▶ _What you need to do_:
**1)** In the discussion of pig castration, what serious quality defect occurs in many uncastrated pigs?
**2)** Return the portion of the pig castration discussion starting with "August 13th, 2007" and going on through "for sex selection.", copied word for word.

▶ _Text provided_:
================
August 6th, 2007 at 2:43 pm
The Other Humane Meat?…
This Wall Street Journal article about a European debate over whether piglets bound for someone’s dinner table should be castrated offers a fascinating look into our weird relationship with the animals we eat. The issue is the effects of castration……
August 9th, 2007 at 10:52 am
They don’t castrate lambs, or calves–they used to but stopped. Time the pig producers did too?
August 10th, 2007 at 8:30 pm
Bull calves are indeed still castrated, though there is more interest now in alternatives. The reason for castration in pigs is completely different: boar taint is a serious quality defect and occurs in many uncastrated pigs. Meat quality issues in uncastrated males are far less problematic in sheep and cattle. There is work going on to find acceptable alternatives to castration in pigs, but it will not be possible to just stop castrating.
August 13th, 2007 at 6:12 pm
Most people I know of still do castrate calves, lambs and pigs. I question the necessity. We don’t castrate our lamb or pigs. All of them taste just fine intact. Research shows that at market age the vast majority of pigs don’t have boar taint. Go here to read more about this topic if you care about sustainable and humane farming:
http://sugarmtnfarm.com/blog/2007/08/hi-tech-vs-boar-taint.html
The recent Wall Street Journal article is more of a sales pitch for high tech ‘solutions’ to a problem we don’t have. We don’t need to waste money paying drug companies for a immuno-castration vaccine or AI companies for sex selection.
On the other hand, it is not the government’s business to be telling us what to do. They have more important things like war and building bridges. We don’t need them micromanaging our lives – a government ban on castration is wrong. This is an issue that should be decided in the market place. If you, and I, don’t like castration, then support your local farmers who don’t castrate. Vote with your dollars.
================
▶ _Record set_:
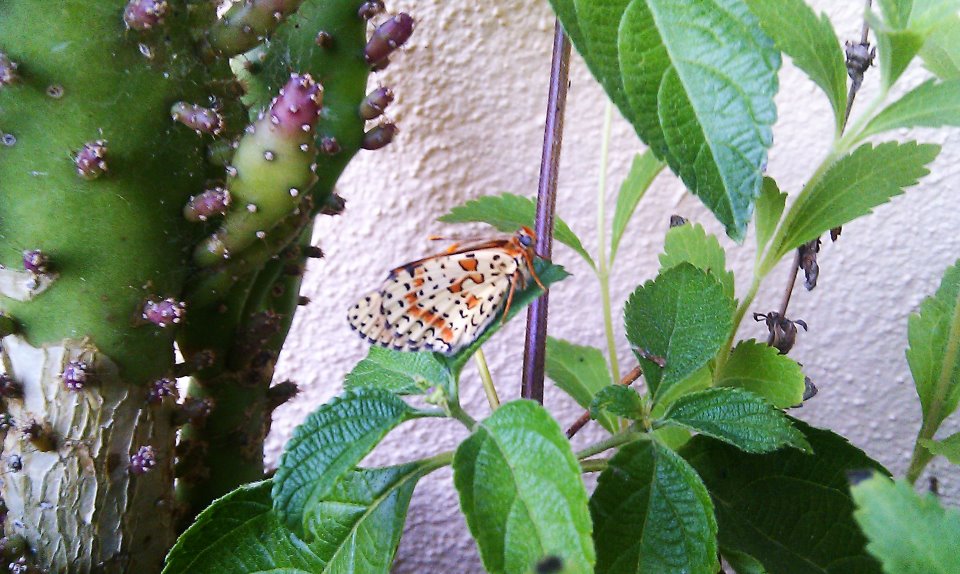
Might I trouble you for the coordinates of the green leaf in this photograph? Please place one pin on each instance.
(651, 513)
(910, 534)
(934, 352)
(931, 104)
(240, 533)
(735, 416)
(403, 373)
(941, 52)
(852, 187)
(769, 211)
(700, 78)
(332, 440)
(812, 44)
(948, 447)
(548, 273)
(580, 372)
(690, 243)
(791, 511)
(618, 400)
(508, 212)
(682, 316)
(521, 492)
(357, 526)
(761, 369)
(644, 169)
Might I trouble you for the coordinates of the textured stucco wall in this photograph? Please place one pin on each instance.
(471, 98)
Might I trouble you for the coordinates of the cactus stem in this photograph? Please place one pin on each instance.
(142, 15)
(91, 159)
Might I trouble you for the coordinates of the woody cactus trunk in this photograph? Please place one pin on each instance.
(160, 168)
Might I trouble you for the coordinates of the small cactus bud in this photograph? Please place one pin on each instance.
(144, 14)
(370, 9)
(388, 37)
(211, 203)
(161, 389)
(143, 460)
(379, 136)
(9, 388)
(36, 262)
(8, 71)
(199, 119)
(164, 312)
(375, 103)
(75, 375)
(91, 159)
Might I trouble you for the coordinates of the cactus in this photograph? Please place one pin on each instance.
(155, 192)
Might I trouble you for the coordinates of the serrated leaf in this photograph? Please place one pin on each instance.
(521, 492)
(332, 440)
(909, 534)
(934, 351)
(948, 447)
(580, 372)
(399, 372)
(643, 170)
(852, 187)
(811, 43)
(761, 369)
(941, 51)
(769, 211)
(690, 243)
(548, 273)
(931, 104)
(700, 78)
(357, 526)
(619, 400)
(651, 513)
(681, 316)
(735, 416)
(508, 212)
(240, 533)
(789, 510)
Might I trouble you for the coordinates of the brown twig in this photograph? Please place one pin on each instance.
(628, 379)
(534, 352)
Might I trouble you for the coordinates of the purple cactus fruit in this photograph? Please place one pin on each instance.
(379, 136)
(164, 312)
(199, 119)
(375, 103)
(36, 261)
(211, 203)
(75, 375)
(8, 71)
(91, 159)
(9, 388)
(370, 9)
(388, 37)
(297, 108)
(144, 14)
(143, 460)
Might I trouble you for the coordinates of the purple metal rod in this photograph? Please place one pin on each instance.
(534, 349)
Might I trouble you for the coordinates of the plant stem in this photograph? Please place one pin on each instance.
(488, 388)
(935, 414)
(611, 442)
(534, 351)
(603, 273)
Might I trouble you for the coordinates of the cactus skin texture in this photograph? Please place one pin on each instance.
(111, 250)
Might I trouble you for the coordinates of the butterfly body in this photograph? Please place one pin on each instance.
(445, 302)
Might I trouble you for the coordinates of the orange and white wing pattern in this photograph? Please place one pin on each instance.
(445, 302)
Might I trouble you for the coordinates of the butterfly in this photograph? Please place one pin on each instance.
(444, 302)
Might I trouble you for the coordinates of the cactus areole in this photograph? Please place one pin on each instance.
(152, 194)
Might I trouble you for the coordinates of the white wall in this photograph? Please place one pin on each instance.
(472, 91)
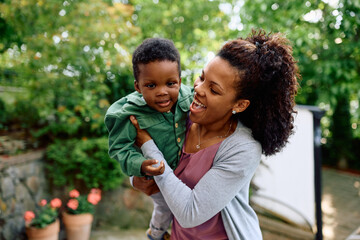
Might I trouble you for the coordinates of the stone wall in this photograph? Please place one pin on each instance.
(22, 185)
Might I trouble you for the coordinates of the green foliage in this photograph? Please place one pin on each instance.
(45, 214)
(83, 162)
(67, 63)
(3, 113)
(84, 206)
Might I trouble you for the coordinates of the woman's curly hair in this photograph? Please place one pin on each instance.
(268, 77)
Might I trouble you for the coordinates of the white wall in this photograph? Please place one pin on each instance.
(286, 180)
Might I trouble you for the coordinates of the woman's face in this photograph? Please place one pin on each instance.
(214, 98)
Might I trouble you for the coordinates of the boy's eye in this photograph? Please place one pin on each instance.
(213, 91)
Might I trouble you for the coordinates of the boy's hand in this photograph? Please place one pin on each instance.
(142, 136)
(149, 170)
(148, 187)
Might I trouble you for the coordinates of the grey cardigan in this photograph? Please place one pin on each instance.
(225, 187)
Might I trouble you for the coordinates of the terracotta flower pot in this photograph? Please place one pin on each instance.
(78, 227)
(50, 232)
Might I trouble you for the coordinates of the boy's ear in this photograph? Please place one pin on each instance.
(136, 85)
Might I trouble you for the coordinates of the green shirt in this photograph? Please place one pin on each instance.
(166, 129)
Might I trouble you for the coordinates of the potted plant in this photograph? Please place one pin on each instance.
(44, 222)
(78, 215)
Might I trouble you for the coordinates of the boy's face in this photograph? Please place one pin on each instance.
(159, 83)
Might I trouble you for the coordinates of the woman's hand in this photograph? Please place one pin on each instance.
(142, 136)
(148, 169)
(147, 186)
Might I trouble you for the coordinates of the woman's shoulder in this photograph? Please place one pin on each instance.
(241, 141)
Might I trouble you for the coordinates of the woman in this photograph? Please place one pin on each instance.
(243, 107)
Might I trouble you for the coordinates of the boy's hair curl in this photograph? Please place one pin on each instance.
(152, 50)
(267, 76)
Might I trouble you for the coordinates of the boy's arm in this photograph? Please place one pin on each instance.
(122, 136)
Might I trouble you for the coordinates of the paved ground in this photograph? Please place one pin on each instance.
(340, 205)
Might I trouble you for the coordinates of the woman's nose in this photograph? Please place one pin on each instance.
(198, 87)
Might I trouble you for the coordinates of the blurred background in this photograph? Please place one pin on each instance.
(62, 63)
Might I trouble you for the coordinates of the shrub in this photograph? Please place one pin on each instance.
(83, 163)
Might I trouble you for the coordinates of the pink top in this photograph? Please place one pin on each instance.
(192, 167)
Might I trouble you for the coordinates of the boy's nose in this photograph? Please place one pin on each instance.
(161, 91)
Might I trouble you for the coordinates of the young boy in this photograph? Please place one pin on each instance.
(160, 104)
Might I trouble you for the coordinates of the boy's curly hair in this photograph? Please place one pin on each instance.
(152, 50)
(268, 75)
================
▶ _Results of the tasks_:
**1)** Boar taint.

**2)**
August 13th, 2007 at 6:12 pm
Most people I know of still do castrate calves, lambs and pigs. I question the necessity. We don’t castrate our lamb or pigs. All of them taste just fine intact. Research shows that at market age the vast majority of pigs don’t have boar taint. Go here to read more about this topic if you care about sustainable and humane farming:
http://sugarmtnfarm.com/blog/2007/08/hi-tech-vs-boar-taint.html
The recent Wall Street Journal article is more of a sales pitch for high tech ‘solutions’ to a problem we don’t have. We don’t need to waste money paying drug companies for a immuno-castration vaccine or AI companies for sex selection.